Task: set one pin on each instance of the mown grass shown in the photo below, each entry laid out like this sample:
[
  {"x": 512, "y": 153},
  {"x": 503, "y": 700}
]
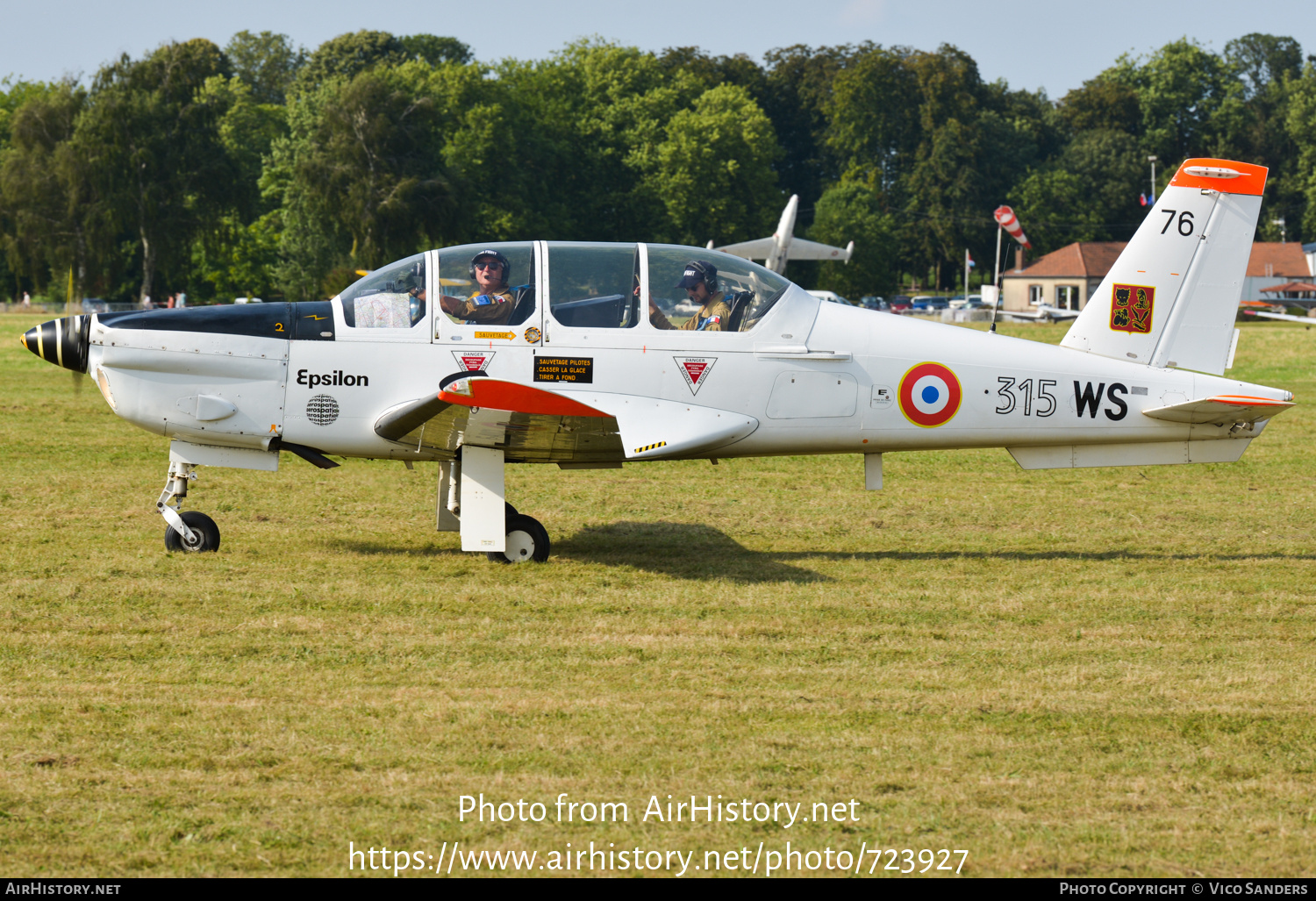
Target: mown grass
[{"x": 1079, "y": 672}]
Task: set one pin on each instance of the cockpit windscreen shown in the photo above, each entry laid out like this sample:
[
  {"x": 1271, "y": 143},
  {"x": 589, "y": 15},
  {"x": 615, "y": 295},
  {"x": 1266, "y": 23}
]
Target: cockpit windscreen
[
  {"x": 749, "y": 290},
  {"x": 390, "y": 297}
]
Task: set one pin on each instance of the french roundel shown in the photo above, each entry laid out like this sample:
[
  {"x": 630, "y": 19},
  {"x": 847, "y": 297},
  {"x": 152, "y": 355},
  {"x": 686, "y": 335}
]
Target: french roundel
[{"x": 929, "y": 395}]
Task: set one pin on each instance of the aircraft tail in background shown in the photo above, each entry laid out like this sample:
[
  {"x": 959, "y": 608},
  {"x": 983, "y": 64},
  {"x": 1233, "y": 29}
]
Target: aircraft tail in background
[
  {"x": 1171, "y": 297},
  {"x": 783, "y": 245}
]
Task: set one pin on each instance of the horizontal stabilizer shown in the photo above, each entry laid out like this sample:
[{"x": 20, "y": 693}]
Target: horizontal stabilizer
[
  {"x": 547, "y": 426},
  {"x": 750, "y": 249},
  {"x": 1171, "y": 297},
  {"x": 1286, "y": 318},
  {"x": 1223, "y": 410},
  {"x": 1157, "y": 453},
  {"x": 499, "y": 395}
]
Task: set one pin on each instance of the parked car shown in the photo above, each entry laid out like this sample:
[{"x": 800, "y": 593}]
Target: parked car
[{"x": 831, "y": 297}]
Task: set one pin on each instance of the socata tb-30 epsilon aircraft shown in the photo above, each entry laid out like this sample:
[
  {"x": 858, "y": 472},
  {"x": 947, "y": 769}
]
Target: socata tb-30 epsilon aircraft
[{"x": 579, "y": 375}]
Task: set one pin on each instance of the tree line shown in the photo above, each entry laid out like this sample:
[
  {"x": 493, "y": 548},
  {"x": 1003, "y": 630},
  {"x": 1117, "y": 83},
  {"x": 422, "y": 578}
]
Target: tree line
[{"x": 262, "y": 168}]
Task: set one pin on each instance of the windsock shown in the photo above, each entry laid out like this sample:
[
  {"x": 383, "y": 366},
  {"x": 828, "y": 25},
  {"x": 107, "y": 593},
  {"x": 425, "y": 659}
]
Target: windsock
[{"x": 1008, "y": 221}]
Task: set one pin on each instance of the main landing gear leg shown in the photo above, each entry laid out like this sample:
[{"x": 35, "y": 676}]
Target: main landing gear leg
[
  {"x": 471, "y": 501},
  {"x": 191, "y": 530}
]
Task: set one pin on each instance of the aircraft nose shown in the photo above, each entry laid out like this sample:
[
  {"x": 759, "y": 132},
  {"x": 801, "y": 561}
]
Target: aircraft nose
[{"x": 63, "y": 342}]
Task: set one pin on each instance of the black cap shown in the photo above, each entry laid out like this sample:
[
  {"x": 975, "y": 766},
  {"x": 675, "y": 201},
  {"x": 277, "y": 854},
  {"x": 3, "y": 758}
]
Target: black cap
[{"x": 697, "y": 271}]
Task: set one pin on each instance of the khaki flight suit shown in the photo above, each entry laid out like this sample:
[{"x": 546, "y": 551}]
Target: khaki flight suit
[
  {"x": 497, "y": 311},
  {"x": 711, "y": 318}
]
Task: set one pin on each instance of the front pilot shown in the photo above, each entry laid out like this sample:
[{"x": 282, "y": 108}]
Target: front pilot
[{"x": 492, "y": 303}]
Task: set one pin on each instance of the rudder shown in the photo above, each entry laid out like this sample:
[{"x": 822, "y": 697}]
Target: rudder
[{"x": 1171, "y": 297}]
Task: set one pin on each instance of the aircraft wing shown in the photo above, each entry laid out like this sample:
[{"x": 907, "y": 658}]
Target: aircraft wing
[
  {"x": 1305, "y": 320},
  {"x": 802, "y": 249},
  {"x": 1042, "y": 313},
  {"x": 1223, "y": 410},
  {"x": 750, "y": 249},
  {"x": 534, "y": 424}
]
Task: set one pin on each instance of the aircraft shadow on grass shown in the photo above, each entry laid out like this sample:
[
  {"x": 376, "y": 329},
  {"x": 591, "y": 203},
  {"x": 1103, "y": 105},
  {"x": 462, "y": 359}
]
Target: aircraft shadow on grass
[{"x": 697, "y": 551}]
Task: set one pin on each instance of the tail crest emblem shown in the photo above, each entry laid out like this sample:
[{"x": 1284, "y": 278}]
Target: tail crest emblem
[{"x": 1131, "y": 308}]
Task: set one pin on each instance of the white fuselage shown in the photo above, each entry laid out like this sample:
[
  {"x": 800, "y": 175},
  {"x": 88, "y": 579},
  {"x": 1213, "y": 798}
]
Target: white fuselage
[{"x": 813, "y": 378}]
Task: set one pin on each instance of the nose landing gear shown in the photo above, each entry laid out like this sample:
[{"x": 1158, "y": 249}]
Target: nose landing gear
[
  {"x": 187, "y": 532},
  {"x": 526, "y": 540},
  {"x": 486, "y": 511}
]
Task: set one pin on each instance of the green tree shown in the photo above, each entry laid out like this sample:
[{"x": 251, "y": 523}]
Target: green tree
[
  {"x": 1103, "y": 104},
  {"x": 1181, "y": 89},
  {"x": 797, "y": 95},
  {"x": 850, "y": 212},
  {"x": 266, "y": 63},
  {"x": 1300, "y": 121},
  {"x": 363, "y": 157},
  {"x": 713, "y": 168}
]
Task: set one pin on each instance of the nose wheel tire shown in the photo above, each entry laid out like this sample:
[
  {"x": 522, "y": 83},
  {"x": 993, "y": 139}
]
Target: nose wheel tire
[
  {"x": 204, "y": 527},
  {"x": 526, "y": 540}
]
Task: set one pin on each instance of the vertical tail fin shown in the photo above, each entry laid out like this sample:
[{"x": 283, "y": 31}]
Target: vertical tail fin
[{"x": 1171, "y": 297}]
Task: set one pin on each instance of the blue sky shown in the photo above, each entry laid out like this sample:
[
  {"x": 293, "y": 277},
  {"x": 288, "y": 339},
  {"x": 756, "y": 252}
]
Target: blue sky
[{"x": 1032, "y": 45}]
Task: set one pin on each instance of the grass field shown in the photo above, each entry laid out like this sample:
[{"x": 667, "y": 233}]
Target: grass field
[{"x": 1063, "y": 672}]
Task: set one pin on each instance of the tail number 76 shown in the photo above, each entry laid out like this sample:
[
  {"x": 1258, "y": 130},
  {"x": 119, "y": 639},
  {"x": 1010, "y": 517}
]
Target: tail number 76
[{"x": 1011, "y": 391}]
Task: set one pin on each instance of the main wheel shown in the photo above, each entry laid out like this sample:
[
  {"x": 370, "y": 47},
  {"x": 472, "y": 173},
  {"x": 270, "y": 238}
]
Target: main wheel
[
  {"x": 203, "y": 526},
  {"x": 526, "y": 540}
]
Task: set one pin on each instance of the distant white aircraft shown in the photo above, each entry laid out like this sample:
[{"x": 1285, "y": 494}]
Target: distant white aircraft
[
  {"x": 1286, "y": 318},
  {"x": 783, "y": 245}
]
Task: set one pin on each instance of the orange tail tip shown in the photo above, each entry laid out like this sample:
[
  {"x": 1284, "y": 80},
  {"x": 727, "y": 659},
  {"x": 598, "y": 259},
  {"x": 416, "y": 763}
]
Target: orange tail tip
[
  {"x": 1223, "y": 175},
  {"x": 499, "y": 395}
]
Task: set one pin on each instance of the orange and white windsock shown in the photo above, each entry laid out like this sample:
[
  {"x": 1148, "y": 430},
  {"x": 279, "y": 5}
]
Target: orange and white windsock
[{"x": 1008, "y": 221}]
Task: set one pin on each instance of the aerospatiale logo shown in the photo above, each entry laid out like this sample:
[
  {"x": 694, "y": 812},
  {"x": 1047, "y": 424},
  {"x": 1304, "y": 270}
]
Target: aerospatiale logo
[
  {"x": 695, "y": 370},
  {"x": 473, "y": 361}
]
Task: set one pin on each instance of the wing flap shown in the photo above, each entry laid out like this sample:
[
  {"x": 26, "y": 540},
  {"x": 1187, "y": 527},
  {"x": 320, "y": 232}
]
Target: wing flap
[
  {"x": 1223, "y": 410},
  {"x": 532, "y": 424},
  {"x": 802, "y": 249}
]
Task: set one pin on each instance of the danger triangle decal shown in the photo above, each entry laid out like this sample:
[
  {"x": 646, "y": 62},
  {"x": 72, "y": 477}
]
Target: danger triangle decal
[
  {"x": 695, "y": 370},
  {"x": 473, "y": 361}
]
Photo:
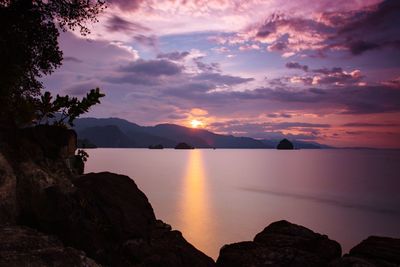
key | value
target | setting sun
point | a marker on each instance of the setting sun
(195, 123)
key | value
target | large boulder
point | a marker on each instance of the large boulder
(8, 192)
(281, 244)
(21, 246)
(374, 251)
(109, 218)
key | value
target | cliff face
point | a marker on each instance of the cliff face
(32, 160)
(51, 215)
(104, 216)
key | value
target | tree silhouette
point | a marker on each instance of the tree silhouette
(29, 31)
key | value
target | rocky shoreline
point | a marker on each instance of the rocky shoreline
(51, 215)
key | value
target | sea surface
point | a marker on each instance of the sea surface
(216, 197)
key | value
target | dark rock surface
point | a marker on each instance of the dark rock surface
(285, 144)
(183, 146)
(374, 251)
(110, 219)
(281, 244)
(21, 246)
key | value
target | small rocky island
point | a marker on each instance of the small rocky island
(183, 146)
(285, 144)
(53, 215)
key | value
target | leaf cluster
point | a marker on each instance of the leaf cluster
(67, 108)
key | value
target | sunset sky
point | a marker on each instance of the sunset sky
(324, 71)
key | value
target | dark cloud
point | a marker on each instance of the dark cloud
(278, 46)
(118, 24)
(146, 40)
(81, 89)
(212, 67)
(266, 130)
(72, 59)
(126, 4)
(326, 71)
(176, 56)
(352, 99)
(372, 29)
(364, 124)
(152, 67)
(220, 79)
(279, 115)
(290, 125)
(296, 65)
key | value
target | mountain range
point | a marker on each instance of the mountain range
(119, 133)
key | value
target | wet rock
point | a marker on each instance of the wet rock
(374, 251)
(21, 246)
(281, 244)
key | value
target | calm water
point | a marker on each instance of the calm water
(215, 197)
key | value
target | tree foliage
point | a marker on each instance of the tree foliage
(64, 109)
(29, 49)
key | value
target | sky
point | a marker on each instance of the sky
(320, 71)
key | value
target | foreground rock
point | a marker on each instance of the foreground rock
(104, 215)
(374, 251)
(111, 220)
(21, 246)
(281, 244)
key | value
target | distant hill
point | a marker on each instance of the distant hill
(115, 132)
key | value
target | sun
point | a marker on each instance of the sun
(195, 123)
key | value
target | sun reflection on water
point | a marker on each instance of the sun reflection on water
(195, 206)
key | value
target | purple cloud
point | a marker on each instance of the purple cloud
(176, 56)
(152, 67)
(296, 65)
(118, 24)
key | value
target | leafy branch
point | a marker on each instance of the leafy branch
(68, 108)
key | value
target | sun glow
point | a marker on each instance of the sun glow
(195, 123)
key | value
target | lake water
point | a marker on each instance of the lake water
(221, 196)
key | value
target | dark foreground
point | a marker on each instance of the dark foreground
(52, 215)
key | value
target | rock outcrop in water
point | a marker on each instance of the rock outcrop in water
(183, 146)
(281, 244)
(285, 144)
(52, 216)
(374, 251)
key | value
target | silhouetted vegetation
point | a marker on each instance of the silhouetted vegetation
(29, 49)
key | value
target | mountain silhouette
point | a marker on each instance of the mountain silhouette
(115, 132)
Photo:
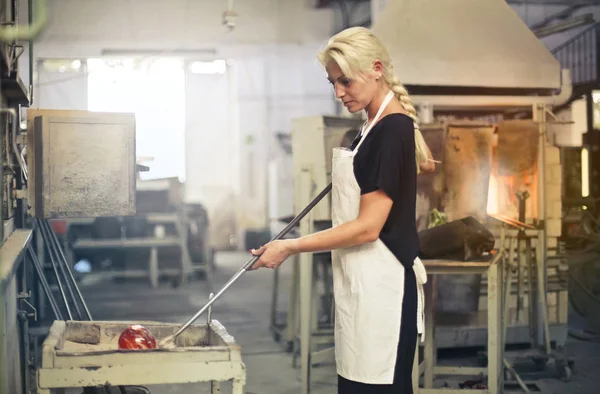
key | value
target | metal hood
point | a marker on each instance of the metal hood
(464, 43)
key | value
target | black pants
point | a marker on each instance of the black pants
(406, 349)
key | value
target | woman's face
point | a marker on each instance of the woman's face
(355, 94)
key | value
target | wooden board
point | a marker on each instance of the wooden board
(82, 164)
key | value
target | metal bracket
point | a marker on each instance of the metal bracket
(20, 194)
(27, 310)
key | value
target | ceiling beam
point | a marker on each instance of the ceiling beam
(555, 2)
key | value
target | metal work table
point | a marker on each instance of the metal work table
(495, 352)
(152, 243)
□ □ □ □ □
Write out, exactly as they stand, the line with "target | rock outcrop in water" and every line after it through the end of the entries above; omit the pictures.

• [EXERCISE RESPONSE]:
target | rock outcrop in water
point | a marker on each instance of the rock outcrop in water
(183, 146)
(281, 244)
(285, 144)
(52, 216)
(374, 251)
key | value
target | silhouetted vegetation
point | a marker on each instance of the silhouetted vegetation
(29, 49)
key | value
target | mountain silhouette
point | a marker on each instance of the mountain silhouette
(115, 132)
Photo:
key | value
target | metal hood
point | a marker on each instance of the metal hood
(464, 43)
key | value
target | black pants
point | a marker on each instance of the black pants
(406, 349)
key | value
target | woman's face
point | a marker on each instance of the woman's face
(355, 94)
key | value
target | wooden board
point | a marker on each instance of the wooden board
(82, 164)
key | value
target | metal bracket
point | a marker on each instance of the metal bracket
(20, 194)
(27, 310)
key | value
target | ceiling beam
point | a marker on each instance of the ceiling beam
(555, 2)
key | value
target | metal work table
point | a marker on each instance of the metal work table
(495, 352)
(152, 243)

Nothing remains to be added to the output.